▶ _WHAT YOU WILL DO_
Convert every line of the items below into a JSON list of strings, with one string per line. Leave out any blank lines.

## START THE DATA

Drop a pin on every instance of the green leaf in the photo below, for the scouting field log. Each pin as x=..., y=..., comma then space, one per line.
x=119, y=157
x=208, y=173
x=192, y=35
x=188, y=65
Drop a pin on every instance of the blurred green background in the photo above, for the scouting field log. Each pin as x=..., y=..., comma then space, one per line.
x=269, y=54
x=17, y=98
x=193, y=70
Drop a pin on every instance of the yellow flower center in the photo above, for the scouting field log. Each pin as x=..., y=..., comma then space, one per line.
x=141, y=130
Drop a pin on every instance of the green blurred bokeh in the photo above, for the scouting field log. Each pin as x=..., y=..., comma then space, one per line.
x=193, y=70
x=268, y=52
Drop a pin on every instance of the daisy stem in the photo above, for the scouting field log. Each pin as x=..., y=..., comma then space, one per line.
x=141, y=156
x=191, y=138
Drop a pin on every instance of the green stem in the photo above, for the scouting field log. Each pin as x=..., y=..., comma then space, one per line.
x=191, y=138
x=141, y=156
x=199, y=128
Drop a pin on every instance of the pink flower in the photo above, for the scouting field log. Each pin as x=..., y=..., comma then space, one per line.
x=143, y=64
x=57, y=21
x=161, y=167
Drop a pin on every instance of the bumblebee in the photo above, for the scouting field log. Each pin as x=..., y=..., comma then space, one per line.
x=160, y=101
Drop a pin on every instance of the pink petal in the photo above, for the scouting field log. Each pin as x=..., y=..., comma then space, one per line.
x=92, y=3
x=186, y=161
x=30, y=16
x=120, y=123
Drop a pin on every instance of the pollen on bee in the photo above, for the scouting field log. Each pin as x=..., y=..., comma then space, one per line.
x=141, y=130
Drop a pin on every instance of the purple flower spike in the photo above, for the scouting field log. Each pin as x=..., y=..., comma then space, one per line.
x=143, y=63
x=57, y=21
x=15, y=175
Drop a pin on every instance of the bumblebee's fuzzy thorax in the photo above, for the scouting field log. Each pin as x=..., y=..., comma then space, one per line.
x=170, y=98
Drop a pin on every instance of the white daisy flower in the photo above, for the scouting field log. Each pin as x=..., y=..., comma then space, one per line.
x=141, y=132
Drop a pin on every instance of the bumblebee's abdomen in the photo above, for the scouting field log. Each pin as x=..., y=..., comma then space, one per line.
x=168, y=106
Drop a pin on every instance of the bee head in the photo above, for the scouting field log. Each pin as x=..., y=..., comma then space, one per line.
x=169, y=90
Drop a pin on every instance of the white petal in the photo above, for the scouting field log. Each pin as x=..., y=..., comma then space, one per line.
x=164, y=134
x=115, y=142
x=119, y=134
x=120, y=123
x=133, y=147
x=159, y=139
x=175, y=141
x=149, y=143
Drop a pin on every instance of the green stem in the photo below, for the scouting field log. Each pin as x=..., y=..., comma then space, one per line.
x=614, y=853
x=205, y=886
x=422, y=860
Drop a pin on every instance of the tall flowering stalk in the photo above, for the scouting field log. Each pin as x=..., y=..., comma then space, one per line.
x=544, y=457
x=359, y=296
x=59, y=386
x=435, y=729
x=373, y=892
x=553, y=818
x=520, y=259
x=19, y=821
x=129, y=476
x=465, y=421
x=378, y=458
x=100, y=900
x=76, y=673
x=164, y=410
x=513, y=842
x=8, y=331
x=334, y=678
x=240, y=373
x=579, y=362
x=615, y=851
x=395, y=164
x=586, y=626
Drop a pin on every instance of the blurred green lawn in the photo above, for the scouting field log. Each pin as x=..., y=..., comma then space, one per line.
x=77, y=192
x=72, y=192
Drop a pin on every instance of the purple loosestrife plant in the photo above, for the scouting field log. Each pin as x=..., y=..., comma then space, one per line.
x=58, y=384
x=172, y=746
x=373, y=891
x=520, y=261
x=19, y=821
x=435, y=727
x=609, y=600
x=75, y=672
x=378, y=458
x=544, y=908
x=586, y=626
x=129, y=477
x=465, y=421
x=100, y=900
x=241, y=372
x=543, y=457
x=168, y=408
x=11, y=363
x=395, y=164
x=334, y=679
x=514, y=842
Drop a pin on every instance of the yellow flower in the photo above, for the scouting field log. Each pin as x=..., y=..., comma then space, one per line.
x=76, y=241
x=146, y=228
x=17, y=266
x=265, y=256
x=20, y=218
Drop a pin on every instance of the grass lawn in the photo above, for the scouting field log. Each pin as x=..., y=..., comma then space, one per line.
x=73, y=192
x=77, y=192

## END THE DATA

▶ _FINISHED TASK_
[
  "Drop a pin on every instance of the green leaf in the photo below, for the scouting field log. Each pin as x=..., y=..., comma then space, one per line.",
  "x=119, y=157",
  "x=208, y=173",
  "x=192, y=35",
  "x=188, y=65",
  "Drop a pin on every instance of the blurred green background in the photo above, for the scouting field log. Each pin as x=..., y=..., comma then space, one per line.",
  "x=269, y=54",
  "x=17, y=98",
  "x=193, y=70",
  "Drop a pin on every instance of the yellow flower center in the photo above, for the scouting field log. Each pin as x=..., y=..., comma then space, one per line.",
  "x=141, y=130",
  "Drop a pin on every instance of the green blurred bokeh in the photo above, for the scouting field log. Each pin as x=..., y=..., comma then space, one per line.",
  "x=193, y=70",
  "x=268, y=52",
  "Drop a pin on every instance of the daisy stem in the photo above, for the scouting field log. Each pin as x=..., y=..., comma then space, one per line.",
  "x=141, y=156",
  "x=191, y=138",
  "Drop a pin on every instance of the green stem in the photo above, for the scouting field log. Each pin as x=..., y=..., comma then space, one per line.",
  "x=191, y=138",
  "x=141, y=156",
  "x=199, y=128",
  "Drop a pin on every instance of the pink flower in the photo above, for the scouting field log. Each pin as x=..., y=..., comma then space, one per line.",
  "x=143, y=64",
  "x=57, y=21",
  "x=161, y=167",
  "Drop a pin on every instance of the bumblebee in the photo above, for the scouting field log. Each pin as x=..., y=..., comma then space, one per line.",
  "x=160, y=101",
  "Drop a pin on every instance of the pink petal in the photo above, for the scouting field log. Each pin as x=..., y=..., comma then space, one per line.",
  "x=92, y=3",
  "x=186, y=161",
  "x=30, y=16",
  "x=120, y=123",
  "Drop a pin on every instance of the pollen on bee in the photo above, for the scouting field log. Each pin as x=..., y=..., comma then space, one per line.",
  "x=141, y=130",
  "Drop a pin on every instance of the purple flower spike in the photo above, for the scouting field log. Each pin as x=..., y=..., comma then space, one per line.",
  "x=143, y=63",
  "x=57, y=21",
  "x=15, y=175",
  "Drop a pin on every instance of the bumblebee's fuzzy thorax in the photo above, for the scouting field log. Each pin as x=..., y=..., comma then space, one per line.",
  "x=170, y=98",
  "Drop a pin on every instance of the white daisy flower in the photo above, for the scouting field log. Each pin as x=..., y=..., comma then space, one per line.",
  "x=141, y=132",
  "Drop a pin on every instance of the bumblebee's abdomen in the photo above, for the scouting field log. Each pin as x=..., y=..., comma then space, one per line.",
  "x=168, y=106",
  "Drop a pin on every instance of the bee head in the photo above, for the scouting field log. Each pin as x=..., y=..., comma then space, one per line.",
  "x=169, y=90",
  "Drop a pin on every instance of the white petal in the photo above, for the scouting field log. Each pin as x=..., y=..., comma then space, one per line.",
  "x=164, y=134",
  "x=115, y=142",
  "x=119, y=134",
  "x=120, y=123",
  "x=133, y=147",
  "x=159, y=139",
  "x=175, y=141",
  "x=149, y=143",
  "Drop a pin on every instance of the green stem in the photo below, for the scouting field log. Each pin as x=..., y=..., comma then space, one per line.",
  "x=614, y=853",
  "x=205, y=886",
  "x=422, y=860",
  "Drop a pin on every instance of the tall flowering stalk in the photo above, for the scouting field log. Each pin as x=..., y=..., comma then space, one per line.",
  "x=544, y=457",
  "x=359, y=296",
  "x=59, y=386",
  "x=435, y=729",
  "x=373, y=892",
  "x=553, y=818",
  "x=520, y=259",
  "x=19, y=821",
  "x=129, y=476",
  "x=465, y=421",
  "x=378, y=458",
  "x=100, y=900",
  "x=76, y=673",
  "x=164, y=410",
  "x=513, y=842",
  "x=8, y=331",
  "x=334, y=678",
  "x=240, y=373",
  "x=579, y=362",
  "x=615, y=851",
  "x=395, y=164",
  "x=586, y=626",
  "Drop a pin on every instance of the blurred green lawn in the photo above, for the scouting field log. Each pin as x=..., y=..., comma then space, one per line.",
  "x=77, y=192",
  "x=72, y=192",
  "Drop a pin on every instance of the purple loosestrife plant in the photo above, for the scouting field log. Each pin as x=..., y=..., comma then space, one per line.",
  "x=58, y=384",
  "x=172, y=746",
  "x=373, y=891",
  "x=520, y=261",
  "x=19, y=821",
  "x=435, y=727",
  "x=609, y=600",
  "x=75, y=672",
  "x=378, y=458",
  "x=544, y=908",
  "x=586, y=626",
  "x=129, y=477",
  "x=465, y=421",
  "x=100, y=900",
  "x=241, y=372",
  "x=543, y=457",
  "x=168, y=408",
  "x=11, y=363",
  "x=395, y=164",
  "x=334, y=679",
  "x=514, y=842",
  "Drop a pin on every instance of the yellow flower in the photo above, for the scouting field log. Each pin as x=..., y=..., comma then space, one per line.",
  "x=76, y=241",
  "x=146, y=228",
  "x=17, y=266",
  "x=265, y=256",
  "x=20, y=218",
  "Drop a pin on every instance of the grass lawn in the photo above, for the scouting field log. Each pin as x=..., y=..., comma then space, one per line.",
  "x=73, y=192",
  "x=77, y=192"
]